The Declining Mental Health of Youth

07/01/2024
Featured in print Digest

This figure is a line graph titled, Share of Individuals Suffering from Despair, United States. The y-axis represents the proportion of individuals suffering from despair. It ranges from 3 percent to 9 percent, increasing in increments of one percentage point.  The x-axis is labeled age. It ranges from 18 to 70. The graph displays two lines representing levels of despair by age for two periods: 2009-2018 and 2019-2022. Both lines show considerable fluctuation. 2009-2018 line: This line reveals a general trend where the youngest individuals have the lowest levels of despair. Despair increases among older individuals, peaking around mid-life, before decreasing for the oldest age groups. Specifically, about 4% of 18-year-olds experienced despair, compared to a peak of approximately 7.5% for 53-year-olds. The level then dips back down to around 4% for 70-year-olds. 2019-2022 line: This line shows higher levels of despair for younger ages compared to the earlier period. From ages 20 to 24, despair levels range between 7.5% and 8.5%. For ages 25 to 60, there's a very slight downward trend, with levels generally ranging between 6.5% and 7.5%. After age 60, a more pronounced downward trend is observed, with approximately 5% of 70-year-olds experiencing despair. The key difference between the two periods is the higher levels of despair among younger individuals in 2019-2022, and a flatter distribution of despair across middle age groups compared to the more pronounced mid-life peak in 2009-2018. The note on the figure reads, Despair is defined as having 30 bad mental health days in the past 30 days. The source line reads, Source: Researchers’ calculations using data from Behavioral Risk Factor Surveillance System surveys from the CDC.

For many years, surveys and other evidence showed that life satisfaction, perceived financial security, sense of worthwhileness, and happiness declined in early adulthood, reached a low point in midlife, and then rose in later life. This U-shaped pattern in wellbeing was mirrored by a hump-shaped pattern for despair, psychiatric admissions, and antidepressant use that peaked in midlife. A new study by David G. Blanchflower, Alex Bryson, and Xiaowei Xu, The Declining Mental Health of the Young and the Global Disappearance of the Hump Shape in Age in Unhappiness (NBER Working Paper 32337), finds that the deterioration of mental health among young people in recent years has altered these historical patterns.

Historically, the incidence of despair peaked in midlife, but recent increases in despair among the young have replaced this pattern with a steady age-related decline.
********
:: ACTIVITY 1 ::
Using the article on youth mental health, decide whether each statement agrees with it, answering yes or no and quoting the deciding words. (a) In 2009-2018, about 4% of 18-year-olds experienced despair. (b) Despair is defined as having 15 bad mental health days in the past 30 days. (c) The figure's data come from CDC surveys.
:: ACTIVITY 2 ::
In the article on youth mental health, what is the NBER Working Paper number of the new study?
:: ACTIVITY 3 ::
Carry the article on youth mental health forward from its last sentence.

[Collected data entries]
********
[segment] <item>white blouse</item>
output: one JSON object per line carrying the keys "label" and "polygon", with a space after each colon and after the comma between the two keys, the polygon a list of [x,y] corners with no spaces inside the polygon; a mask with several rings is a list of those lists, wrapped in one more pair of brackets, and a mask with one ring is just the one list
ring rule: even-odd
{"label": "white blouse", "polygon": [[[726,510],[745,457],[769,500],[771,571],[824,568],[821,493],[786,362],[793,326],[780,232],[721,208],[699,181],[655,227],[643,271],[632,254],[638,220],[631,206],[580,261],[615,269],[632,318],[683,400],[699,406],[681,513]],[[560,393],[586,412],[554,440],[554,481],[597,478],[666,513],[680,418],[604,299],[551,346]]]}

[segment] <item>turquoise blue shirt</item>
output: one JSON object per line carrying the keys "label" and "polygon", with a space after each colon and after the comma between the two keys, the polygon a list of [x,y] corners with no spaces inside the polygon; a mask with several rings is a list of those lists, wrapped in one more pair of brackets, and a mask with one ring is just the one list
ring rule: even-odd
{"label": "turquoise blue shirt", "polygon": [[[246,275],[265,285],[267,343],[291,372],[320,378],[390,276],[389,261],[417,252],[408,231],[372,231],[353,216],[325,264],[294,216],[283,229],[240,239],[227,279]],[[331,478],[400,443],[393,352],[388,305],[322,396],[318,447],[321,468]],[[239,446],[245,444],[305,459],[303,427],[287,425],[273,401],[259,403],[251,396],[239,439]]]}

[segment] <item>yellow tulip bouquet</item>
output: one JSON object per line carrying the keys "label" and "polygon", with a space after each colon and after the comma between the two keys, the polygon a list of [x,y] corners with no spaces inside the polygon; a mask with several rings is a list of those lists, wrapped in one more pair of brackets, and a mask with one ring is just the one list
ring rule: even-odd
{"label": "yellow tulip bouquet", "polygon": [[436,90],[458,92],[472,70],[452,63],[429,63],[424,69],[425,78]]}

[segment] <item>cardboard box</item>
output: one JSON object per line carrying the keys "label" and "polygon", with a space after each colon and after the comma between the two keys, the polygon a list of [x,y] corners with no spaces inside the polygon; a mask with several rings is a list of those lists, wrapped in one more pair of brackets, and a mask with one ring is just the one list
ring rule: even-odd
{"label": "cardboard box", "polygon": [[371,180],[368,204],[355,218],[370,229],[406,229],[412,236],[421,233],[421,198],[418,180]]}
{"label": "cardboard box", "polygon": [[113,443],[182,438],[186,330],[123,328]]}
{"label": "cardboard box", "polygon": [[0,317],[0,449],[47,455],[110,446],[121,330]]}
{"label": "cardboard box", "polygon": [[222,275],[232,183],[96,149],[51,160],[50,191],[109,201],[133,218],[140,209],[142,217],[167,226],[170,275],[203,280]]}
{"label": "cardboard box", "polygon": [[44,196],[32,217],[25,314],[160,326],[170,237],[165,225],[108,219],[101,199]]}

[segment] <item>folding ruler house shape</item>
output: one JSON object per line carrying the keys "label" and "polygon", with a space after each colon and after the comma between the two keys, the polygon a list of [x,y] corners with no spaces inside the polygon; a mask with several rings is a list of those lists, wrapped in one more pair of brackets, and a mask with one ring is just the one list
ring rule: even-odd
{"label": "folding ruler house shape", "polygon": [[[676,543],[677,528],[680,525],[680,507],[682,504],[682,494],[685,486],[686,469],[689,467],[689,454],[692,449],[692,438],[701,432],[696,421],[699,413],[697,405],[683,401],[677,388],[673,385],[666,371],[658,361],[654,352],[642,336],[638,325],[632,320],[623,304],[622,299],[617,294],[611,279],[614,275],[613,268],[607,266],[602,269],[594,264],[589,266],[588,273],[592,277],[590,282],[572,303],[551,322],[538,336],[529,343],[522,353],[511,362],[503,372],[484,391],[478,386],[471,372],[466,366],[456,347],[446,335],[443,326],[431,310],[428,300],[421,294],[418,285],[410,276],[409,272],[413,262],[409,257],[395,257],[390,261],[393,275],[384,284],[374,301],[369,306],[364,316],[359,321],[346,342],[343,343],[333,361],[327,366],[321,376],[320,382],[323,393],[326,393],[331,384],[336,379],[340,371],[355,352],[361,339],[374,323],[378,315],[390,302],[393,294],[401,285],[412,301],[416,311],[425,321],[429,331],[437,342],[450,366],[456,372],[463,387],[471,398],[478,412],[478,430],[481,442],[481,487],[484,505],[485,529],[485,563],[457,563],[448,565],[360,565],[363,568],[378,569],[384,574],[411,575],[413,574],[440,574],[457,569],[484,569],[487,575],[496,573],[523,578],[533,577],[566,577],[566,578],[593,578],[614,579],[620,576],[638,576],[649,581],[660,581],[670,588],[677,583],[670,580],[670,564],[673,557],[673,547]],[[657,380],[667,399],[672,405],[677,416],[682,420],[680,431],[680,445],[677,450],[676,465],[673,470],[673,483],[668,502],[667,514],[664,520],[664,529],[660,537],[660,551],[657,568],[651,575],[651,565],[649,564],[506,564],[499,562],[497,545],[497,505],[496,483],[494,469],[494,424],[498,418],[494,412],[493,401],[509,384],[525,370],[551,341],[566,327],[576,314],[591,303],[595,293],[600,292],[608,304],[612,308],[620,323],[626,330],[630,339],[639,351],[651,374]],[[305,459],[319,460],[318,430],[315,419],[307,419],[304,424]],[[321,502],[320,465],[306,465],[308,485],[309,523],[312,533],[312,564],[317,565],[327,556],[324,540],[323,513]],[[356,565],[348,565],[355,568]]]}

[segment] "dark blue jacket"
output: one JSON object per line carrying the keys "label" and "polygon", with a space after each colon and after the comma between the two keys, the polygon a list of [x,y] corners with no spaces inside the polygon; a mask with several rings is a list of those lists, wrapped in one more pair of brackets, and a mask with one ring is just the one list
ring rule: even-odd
********
:: ANSWER SECTION 1 ::
(a) Yes: "about 4% of 18-year-olds experienced despair"
(b) No: "Despair is defined as having 30 bad mental health days in the past 30 days"
(c) Yes: "Behavioral Risk Factor Surveillance System surveys from the CDC"

:: ANSWER SECTION 2 ::
32337

:: ANSWER SECTION 3 ::
The researchers analyze survey data from the US (1993–2022) and the UK (2009–2021) for individuals aged 18–70. They find that the proportion of individuals in the US who suffered from despair — those who reported 30 bad mental health days in the past 30 days — nearly doubled from 3.7 percent in 1993 to 7 percent in 2023, with the effect concentrated among those aged 18–24. In the UK, rates of despair for young men and women doubled, with young men’s despair surpassing that of older age groups in 2019.

The hump-shaped pattern of despair across an individual’s lifespan was evident in both the US and the UK from 2009 to 2018. However, this pattern appears to have shifted after 2018, replaced by a decline in despair with age driven by gradually rising despair levels since 2011 among those under 45, particularly those in their mid-20s. The COVID-19 pandemic exacerbated the effects, particularly in the UK where young people experienced worse mental health outcomes due to lockdowns and increased social isolation.

Expanding their analysis to 34 countries from 2020 to 2023 using data from the Global Mind Project, the researchers find that the hump-shaped pattern of despair has disappeared globally as well. In 2023, 27 percent of individuals were “distressed and struggling” with their mental health. Worldwide, the mental health of young women under 25 is worse than that of young men. The researchers also find that mental health is worse among the less educated, women, the unemployed, and those unable to work.

Potential explanations for the decline in mental wellbeing among young people include the effects of the Great Recession on new cohorts entering the labor market, the underfunding of mental health services, and the impact of smartphones on young people’s self-perceptions and social comparisons.

— Leonardo Vasquez


The researchers thank the United Nations for financial support.